Collect each line in the listing below that contains the string "mountain", and copy every such line in full. Treat the match as case-sensitive.

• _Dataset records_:
=====

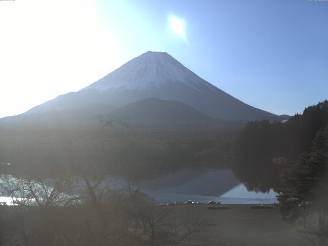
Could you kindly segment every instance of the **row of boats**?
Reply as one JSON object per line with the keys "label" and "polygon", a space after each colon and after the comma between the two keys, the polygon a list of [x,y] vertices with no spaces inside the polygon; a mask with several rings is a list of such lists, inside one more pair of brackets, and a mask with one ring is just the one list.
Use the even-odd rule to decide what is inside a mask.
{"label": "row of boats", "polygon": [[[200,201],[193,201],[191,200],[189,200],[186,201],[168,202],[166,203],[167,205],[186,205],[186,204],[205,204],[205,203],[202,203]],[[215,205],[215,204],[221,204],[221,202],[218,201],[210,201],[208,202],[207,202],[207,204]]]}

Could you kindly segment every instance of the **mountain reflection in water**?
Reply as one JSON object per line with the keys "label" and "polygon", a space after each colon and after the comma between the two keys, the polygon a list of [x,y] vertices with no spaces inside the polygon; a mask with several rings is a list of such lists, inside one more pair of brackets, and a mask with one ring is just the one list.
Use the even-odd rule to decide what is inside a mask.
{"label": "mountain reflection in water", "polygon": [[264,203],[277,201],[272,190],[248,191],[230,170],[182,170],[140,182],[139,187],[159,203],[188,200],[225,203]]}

=====

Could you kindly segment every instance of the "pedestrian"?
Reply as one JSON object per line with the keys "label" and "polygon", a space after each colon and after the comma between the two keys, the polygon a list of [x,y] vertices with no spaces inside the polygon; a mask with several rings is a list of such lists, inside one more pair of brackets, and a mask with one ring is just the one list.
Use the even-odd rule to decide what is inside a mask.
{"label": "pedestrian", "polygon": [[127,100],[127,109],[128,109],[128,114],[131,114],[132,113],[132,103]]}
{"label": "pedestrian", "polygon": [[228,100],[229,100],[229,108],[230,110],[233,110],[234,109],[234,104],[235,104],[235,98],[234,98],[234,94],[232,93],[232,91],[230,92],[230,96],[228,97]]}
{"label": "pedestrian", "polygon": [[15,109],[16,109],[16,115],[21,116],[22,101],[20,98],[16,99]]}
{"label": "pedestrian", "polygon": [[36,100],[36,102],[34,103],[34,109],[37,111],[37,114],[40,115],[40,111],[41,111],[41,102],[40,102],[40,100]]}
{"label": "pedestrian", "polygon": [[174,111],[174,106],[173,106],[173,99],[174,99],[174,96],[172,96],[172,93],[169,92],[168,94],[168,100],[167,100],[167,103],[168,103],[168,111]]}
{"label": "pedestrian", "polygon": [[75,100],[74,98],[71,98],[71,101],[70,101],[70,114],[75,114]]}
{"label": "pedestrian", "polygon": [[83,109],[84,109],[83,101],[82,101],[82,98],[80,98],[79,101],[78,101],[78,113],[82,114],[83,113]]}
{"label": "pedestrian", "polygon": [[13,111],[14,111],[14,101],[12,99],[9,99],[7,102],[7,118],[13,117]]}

=====

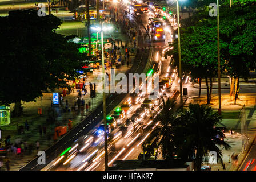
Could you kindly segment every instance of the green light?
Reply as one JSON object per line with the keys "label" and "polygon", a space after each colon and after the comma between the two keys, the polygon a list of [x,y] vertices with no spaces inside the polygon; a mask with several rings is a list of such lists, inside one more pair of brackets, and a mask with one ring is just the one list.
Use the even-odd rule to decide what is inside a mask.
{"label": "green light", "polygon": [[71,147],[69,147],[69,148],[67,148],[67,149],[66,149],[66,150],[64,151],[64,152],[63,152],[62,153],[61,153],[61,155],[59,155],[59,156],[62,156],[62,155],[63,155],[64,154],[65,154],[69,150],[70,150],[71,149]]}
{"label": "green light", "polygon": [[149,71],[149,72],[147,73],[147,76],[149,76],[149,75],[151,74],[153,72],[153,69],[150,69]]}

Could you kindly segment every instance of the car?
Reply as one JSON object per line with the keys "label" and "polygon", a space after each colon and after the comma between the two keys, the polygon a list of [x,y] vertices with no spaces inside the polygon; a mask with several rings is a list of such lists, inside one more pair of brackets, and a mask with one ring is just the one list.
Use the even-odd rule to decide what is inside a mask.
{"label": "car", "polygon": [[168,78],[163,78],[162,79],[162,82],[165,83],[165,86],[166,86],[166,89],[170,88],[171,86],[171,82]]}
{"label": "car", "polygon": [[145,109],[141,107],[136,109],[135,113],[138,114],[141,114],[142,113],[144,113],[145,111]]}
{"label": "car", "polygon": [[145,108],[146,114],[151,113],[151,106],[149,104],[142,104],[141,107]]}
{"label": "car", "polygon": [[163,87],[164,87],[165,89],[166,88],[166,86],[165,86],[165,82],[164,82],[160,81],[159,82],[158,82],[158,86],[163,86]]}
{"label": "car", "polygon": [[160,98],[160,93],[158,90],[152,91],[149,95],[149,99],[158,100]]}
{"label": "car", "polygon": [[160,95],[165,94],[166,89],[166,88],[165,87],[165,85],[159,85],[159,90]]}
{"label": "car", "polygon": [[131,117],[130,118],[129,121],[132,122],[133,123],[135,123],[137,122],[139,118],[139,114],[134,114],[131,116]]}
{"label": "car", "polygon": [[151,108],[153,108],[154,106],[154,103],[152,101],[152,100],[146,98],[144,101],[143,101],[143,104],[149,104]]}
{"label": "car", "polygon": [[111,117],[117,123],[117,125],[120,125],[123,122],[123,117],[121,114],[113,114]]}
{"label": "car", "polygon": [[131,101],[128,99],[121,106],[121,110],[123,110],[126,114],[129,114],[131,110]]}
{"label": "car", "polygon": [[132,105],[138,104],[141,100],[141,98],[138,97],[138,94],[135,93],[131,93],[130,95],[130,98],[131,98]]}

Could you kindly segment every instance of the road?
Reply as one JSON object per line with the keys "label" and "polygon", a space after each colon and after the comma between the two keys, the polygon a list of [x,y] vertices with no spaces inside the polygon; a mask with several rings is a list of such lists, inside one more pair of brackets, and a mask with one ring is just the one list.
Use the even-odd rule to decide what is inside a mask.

=====

• _TASK OUTPUT_:
Could you kindly segment every instance of the **mountain reflection in water**?
{"label": "mountain reflection in water", "polygon": [[264,203],[277,201],[272,190],[248,191],[230,170],[182,170],[140,182],[139,187],[159,203],[188,200],[225,203]]}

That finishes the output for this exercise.